▶ [What is needed] Return the lines beginning at the one that contains "of the brown" and running to the end of the records, exactly and with nothing else. Omit pictures.

○ ○ ○ ○

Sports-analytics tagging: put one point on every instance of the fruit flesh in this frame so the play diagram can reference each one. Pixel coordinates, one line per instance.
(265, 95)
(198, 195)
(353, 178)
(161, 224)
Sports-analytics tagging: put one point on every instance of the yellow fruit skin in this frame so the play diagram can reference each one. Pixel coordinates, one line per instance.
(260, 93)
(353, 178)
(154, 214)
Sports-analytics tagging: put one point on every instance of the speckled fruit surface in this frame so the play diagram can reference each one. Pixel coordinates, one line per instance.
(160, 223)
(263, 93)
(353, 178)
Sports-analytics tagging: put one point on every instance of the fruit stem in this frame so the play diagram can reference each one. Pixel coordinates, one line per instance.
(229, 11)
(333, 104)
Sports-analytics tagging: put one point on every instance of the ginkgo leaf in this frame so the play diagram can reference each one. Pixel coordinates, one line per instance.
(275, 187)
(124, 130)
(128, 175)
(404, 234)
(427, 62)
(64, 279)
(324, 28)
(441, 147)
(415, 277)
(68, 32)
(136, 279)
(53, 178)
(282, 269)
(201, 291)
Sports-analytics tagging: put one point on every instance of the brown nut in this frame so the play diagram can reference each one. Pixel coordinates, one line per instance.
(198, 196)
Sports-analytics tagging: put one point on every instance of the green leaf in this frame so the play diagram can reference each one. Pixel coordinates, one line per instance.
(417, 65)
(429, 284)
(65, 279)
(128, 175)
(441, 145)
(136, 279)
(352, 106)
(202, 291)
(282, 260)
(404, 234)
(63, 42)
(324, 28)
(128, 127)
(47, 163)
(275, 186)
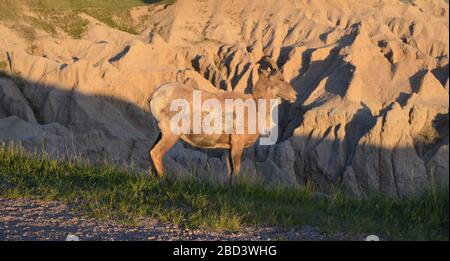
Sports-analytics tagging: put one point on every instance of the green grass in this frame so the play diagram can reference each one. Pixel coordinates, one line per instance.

○ ○ ○ ○

▶ [Result for this exercise]
Sports-analytics tagging: put one point on every instance of the brown nut in this frame so the play diagram can reference each one. Pixel coordinates, one line per instance.
(198, 196)
Sports-analytics tagging: put one point on every instance of the green leaf in this frame so the play diagram can reference each one. Pixel coordinates, one line per instance.
(417, 65)
(429, 284)
(65, 279)
(128, 175)
(441, 145)
(136, 279)
(352, 106)
(202, 291)
(282, 260)
(404, 234)
(63, 42)
(324, 28)
(128, 127)
(47, 163)
(275, 186)
Sports-analytics tagging: put one point on every instance of the green grass in this frame so the play diagram can reference each one. Pixel coordinates, one line per instance.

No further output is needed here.